Dataset entries:
>>>>>

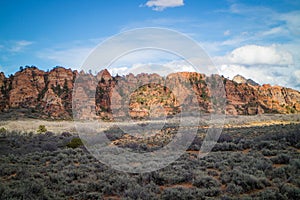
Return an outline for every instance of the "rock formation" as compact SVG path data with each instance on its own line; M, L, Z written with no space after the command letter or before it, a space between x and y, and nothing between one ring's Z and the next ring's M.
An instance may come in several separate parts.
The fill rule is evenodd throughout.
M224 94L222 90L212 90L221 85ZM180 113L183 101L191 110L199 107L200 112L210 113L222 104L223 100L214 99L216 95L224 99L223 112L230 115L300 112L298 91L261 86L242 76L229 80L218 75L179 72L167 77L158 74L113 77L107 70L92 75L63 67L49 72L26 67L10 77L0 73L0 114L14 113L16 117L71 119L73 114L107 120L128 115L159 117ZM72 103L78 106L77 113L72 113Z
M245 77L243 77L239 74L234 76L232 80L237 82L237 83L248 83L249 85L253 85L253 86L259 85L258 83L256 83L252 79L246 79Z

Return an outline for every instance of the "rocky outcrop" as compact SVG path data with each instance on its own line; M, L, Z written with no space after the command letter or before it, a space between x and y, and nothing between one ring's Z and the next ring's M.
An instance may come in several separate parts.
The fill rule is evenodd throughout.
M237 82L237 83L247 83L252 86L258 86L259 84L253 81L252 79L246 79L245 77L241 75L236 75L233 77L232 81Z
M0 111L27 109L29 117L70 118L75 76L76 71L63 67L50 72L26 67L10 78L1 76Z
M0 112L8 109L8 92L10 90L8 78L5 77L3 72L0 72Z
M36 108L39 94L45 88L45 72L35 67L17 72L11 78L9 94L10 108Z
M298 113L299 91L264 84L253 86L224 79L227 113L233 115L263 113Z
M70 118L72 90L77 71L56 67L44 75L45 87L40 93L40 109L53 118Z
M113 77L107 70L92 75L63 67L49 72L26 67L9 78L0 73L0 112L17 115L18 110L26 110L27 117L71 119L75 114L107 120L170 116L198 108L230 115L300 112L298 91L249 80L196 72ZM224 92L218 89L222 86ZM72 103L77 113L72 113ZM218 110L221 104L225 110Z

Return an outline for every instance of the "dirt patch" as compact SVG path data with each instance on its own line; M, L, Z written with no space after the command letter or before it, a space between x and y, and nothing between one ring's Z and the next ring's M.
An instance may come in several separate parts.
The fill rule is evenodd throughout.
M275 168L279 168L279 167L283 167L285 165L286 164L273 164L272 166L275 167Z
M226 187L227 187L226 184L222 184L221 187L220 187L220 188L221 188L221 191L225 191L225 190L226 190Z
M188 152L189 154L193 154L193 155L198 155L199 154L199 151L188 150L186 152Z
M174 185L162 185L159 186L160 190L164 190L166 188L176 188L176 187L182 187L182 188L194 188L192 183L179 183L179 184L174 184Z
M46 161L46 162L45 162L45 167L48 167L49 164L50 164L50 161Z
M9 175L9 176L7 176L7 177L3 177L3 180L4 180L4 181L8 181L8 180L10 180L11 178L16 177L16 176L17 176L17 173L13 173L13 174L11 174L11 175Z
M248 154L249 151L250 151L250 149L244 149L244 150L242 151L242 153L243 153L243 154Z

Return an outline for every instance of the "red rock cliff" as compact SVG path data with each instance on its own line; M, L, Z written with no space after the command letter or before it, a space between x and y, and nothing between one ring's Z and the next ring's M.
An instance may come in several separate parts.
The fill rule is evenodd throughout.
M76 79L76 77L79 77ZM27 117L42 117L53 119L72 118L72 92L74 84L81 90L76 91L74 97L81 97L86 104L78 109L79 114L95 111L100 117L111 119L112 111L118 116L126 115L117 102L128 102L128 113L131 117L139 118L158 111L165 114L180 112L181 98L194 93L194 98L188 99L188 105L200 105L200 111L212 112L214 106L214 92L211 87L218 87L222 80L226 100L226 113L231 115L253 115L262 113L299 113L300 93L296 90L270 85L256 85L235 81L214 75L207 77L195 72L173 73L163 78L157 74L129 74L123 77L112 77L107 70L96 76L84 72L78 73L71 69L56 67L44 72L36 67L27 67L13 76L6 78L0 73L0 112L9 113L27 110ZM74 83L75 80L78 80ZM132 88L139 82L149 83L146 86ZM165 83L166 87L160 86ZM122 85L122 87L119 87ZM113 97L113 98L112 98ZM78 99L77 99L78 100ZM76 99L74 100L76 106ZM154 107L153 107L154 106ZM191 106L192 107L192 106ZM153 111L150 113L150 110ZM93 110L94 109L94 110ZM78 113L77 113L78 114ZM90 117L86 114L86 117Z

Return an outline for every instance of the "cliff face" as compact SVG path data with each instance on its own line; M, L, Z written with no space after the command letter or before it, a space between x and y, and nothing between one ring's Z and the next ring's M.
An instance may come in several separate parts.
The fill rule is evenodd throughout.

<<<<<

> [EXERCISE OBJECTIVE]:
Without the pictures, return the records above exactly as written.

> [TASK OUTPUT]:
Return an outline for every instance of the "rock formation" as compact SVG path data with each instance on its own line; M, L, Z written with no space after the command letter or before it, a space between x and y, and nothing between one ring's Z and the next ring's M.
An instance may come in several separate parts.
The fill rule is evenodd throughout.
M224 94L222 90L212 90L221 85ZM180 113L183 101L191 110L199 107L200 112L210 113L222 104L223 100L214 99L216 95L224 99L223 112L230 115L300 112L298 91L261 86L242 76L229 80L218 75L179 72L167 77L158 74L113 77L107 70L92 75L63 67L49 72L26 67L10 77L0 73L0 114L14 113L16 117L71 119L73 114L107 120L128 115L159 117ZM72 103L78 106L77 113L72 113Z
M245 77L243 77L239 74L234 76L232 80L237 82L237 83L248 83L249 85L253 85L253 86L259 85L258 83L256 83L252 79L246 79Z

Return an outline for every instance of the "rocky outcrop" as compact SVG path data with each instance on its own line; M, L, Z written with no space after the command letter or before it, a space between x and y, and nothing between one ring's Z and the next ring's M.
An instance may come in several separate parts.
The fill rule is evenodd throughout.
M237 82L237 83L247 83L252 86L258 86L259 84L253 81L252 79L246 79L245 77L241 75L236 75L233 77L232 81Z
M0 111L27 109L29 117L70 118L75 76L76 71L63 67L50 72L26 67L10 78L1 76Z
M0 112L8 109L8 92L10 90L8 78L5 77L3 72L0 72Z
M36 108L39 94L45 88L45 72L35 67L17 72L11 78L9 94L10 108Z
M298 113L299 91L264 84L253 86L224 79L227 113L233 115L263 113Z
M70 118L72 90L77 71L56 67L44 75L45 87L40 93L40 109L53 118Z
M113 77L107 70L92 75L63 67L49 72L26 67L9 78L0 73L0 112L17 115L18 110L26 110L27 117L71 119L75 114L107 120L170 116L198 108L230 115L300 112L298 91L249 80L196 72ZM224 92L218 89L222 86ZM72 103L77 113L72 113ZM218 110L221 104L225 110Z

Return an outline for every instance of the "dirt patch" as compact SVG path data with each instance on its own line; M, L, Z written with no space after the command letter or before it, a space between x and y, and nothing between one ring's Z and the next ring's M.
An instance may come in several separate parts.
The fill rule is evenodd throughout.
M275 168L279 168L279 167L283 167L285 165L286 164L273 164L272 166L275 167Z
M226 187L227 187L226 184L222 184L221 187L220 187L220 188L221 188L221 191L225 191L225 190L226 190Z
M188 152L189 154L193 154L193 155L198 155L199 154L199 151L188 150L186 152Z
M174 185L162 185L159 186L160 190L164 190L166 188L176 188L176 187L182 187L182 188L194 188L192 183L179 183L179 184L174 184Z
M46 161L46 162L45 162L45 167L48 167L49 164L50 164L50 161Z
M9 175L9 176L7 176L7 177L3 177L3 180L4 180L4 181L8 181L8 180L10 180L11 178L16 177L16 176L17 176L17 173L13 173L13 174L11 174L11 175Z
M248 154L249 151L250 151L250 149L244 149L244 150L242 151L242 153L243 153L243 154Z

Return an outline for every instance of the "red rock cliff" as compact SVG path data with each instance on its own line; M, L, Z written with no space after the command letter or before it, a space between x and y, and nothing between one ring's Z and the next ring's M.
An instance may come in several separate parts.
The fill rule is evenodd throughout.
M76 79L76 77L79 77ZM27 117L42 117L53 119L72 118L72 92L74 84L81 90L76 91L74 97L81 97L86 104L78 109L79 114L95 111L100 117L111 119L112 111L118 116L126 115L117 102L128 102L128 113L131 117L139 118L158 111L165 114L180 112L181 98L194 93L194 98L188 99L188 105L200 105L200 111L212 112L214 106L214 92L211 87L218 87L222 80L226 100L226 113L231 115L253 115L262 113L299 113L300 93L296 90L270 85L256 85L235 81L214 75L207 77L195 72L173 73L163 78L157 74L129 74L123 77L112 77L107 70L96 76L84 72L78 73L71 69L56 67L44 72L36 67L27 67L13 76L6 78L0 73L0 112L9 113L27 110ZM74 83L75 80L78 80ZM132 88L139 82L149 83L146 86ZM165 83L166 87L160 86ZM122 85L122 87L119 87ZM113 97L113 98L112 98ZM78 99L77 99L78 100ZM76 99L74 100L76 106ZM154 107L153 107L154 106ZM191 106L192 107L192 106ZM153 111L150 113L150 110ZM93 110L94 109L94 110ZM78 113L77 113L78 114ZM90 117L86 114L86 117Z

Return an outline for every instance of the "cliff face" as compact SVG path data with each instance on its own line; M, L, Z written with no space after the command letter or before it, a space between x and y, and nothing between one ring's Z and the next ring's M.
An instance may come in several separate parts.
The fill rule is evenodd throughout.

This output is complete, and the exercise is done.